• [Document passage]:
======
Aristotle’s Metaphysics begin with an oft-quoted adage: πάντες ἄνθρωποι τοῦ εἰδέναι ὀρέγονται φύσει (Aristotle, Metaphysics A.1 980a). “All humans, by their nature, strive to understand.”
With some spare time over fall break, I decided to brush up on my Greek philosophy. My upcoming junior independent work will focus on Lucretius’ philosophical poem De Rerum Natura, and he engages with so many ideas from ancient Greek thinkers – Epicurus, Democritus, Plato, and Aristotle, to name a few – I thought it prudent to be familiar with them. Given that the very purpose of their works is to explain their ideas, I didn’t expect to run into serious trouble as I began reading them. Instead, as I started making my way through Aristotle’s Metaphysics and Plato’s Timaeus, I found myself entangled with ideas of identity, causation, and substance. My overwhelming reaction was… “wait, what?”
======
• [Supplied entries]:
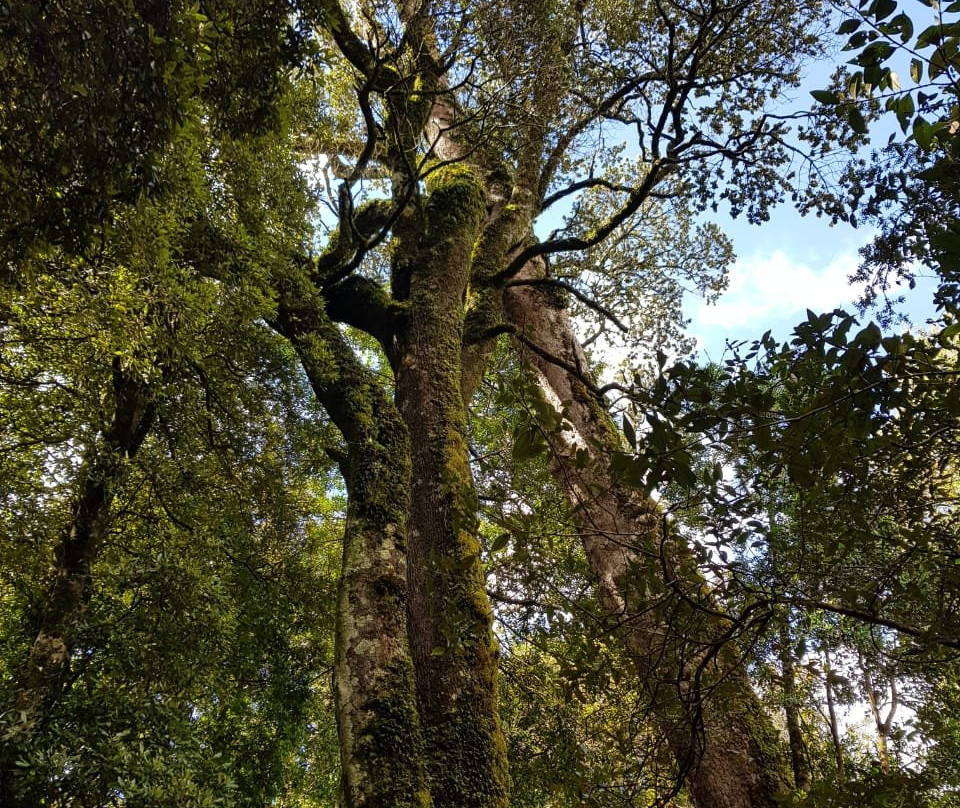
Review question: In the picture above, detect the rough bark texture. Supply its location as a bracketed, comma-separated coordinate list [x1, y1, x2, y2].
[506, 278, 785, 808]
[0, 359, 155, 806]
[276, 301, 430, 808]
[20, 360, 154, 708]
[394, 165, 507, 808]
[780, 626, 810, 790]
======
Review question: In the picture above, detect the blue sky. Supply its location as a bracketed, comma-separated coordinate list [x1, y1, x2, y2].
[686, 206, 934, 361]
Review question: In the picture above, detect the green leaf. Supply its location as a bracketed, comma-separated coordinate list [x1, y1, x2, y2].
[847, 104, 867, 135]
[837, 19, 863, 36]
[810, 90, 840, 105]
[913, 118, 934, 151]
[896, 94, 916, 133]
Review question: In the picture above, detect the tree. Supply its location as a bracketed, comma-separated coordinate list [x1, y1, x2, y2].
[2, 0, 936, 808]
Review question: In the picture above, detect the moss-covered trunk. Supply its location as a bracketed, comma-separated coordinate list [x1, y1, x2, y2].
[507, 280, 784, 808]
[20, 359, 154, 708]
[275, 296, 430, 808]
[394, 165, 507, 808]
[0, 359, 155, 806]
======
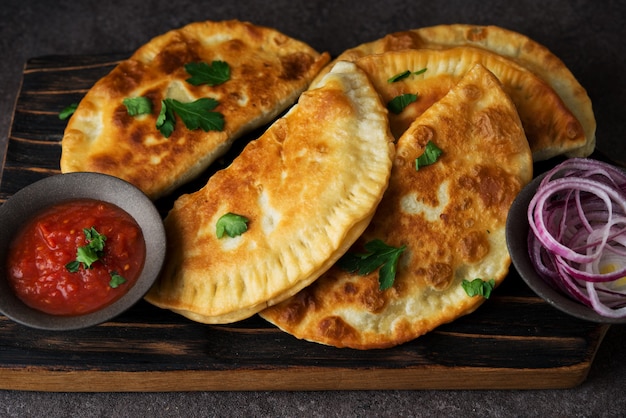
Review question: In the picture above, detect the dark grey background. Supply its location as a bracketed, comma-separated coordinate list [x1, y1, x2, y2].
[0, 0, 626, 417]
======
Continue the essay on reading Aristotle and Plato over fall break from the point where it stops.

• [Task output]:
I read and re-read the works, searched for commentaries and discussions online, and tried to make sense of how these ancient thinkers built their logic from specific principles and ideas, and how these ideas in turn influenced future ideas. Every time I thought I had a grasp on the content, another question would arise that I couldn’t explain. Understanding material leads to questions about what we don’t understand, and those lead to more nuanced and specific questions. That is the nature of a curious person, and anyone who gets involved with research will experience this confusion, whether that be in the library or the lab. For this reason, I love this Aristotle quote highlighted above. The word I translated above as “strive,” – ὀρέγονται, literally means “to reach out for,” or even “yearn for.” It takes a certain struggle to achieve enlightenment in any field. Wrestling through uncertainty, and working through question after question as they materialize, is part of the process of learning itself and should be recognized as such, not as a sign of failure.
While working through confusion is certainly valuable, we also need methods to understand our content. My solution has always been pedagogy. I spent the next hour pacing the yard, chucking a frisbee for my neighbor’s dog and trying to explain to him theories of matter, form, theology, identity, and will. Later, I repeated the exercise at the dinner table with my family, piecing together fragments of arguments and logic I hoped to develop in my research paper. Explaining concepts aloud and trying to explain them forced me to defend them coherently, and made evident any weak arguments or gaps in my understanding.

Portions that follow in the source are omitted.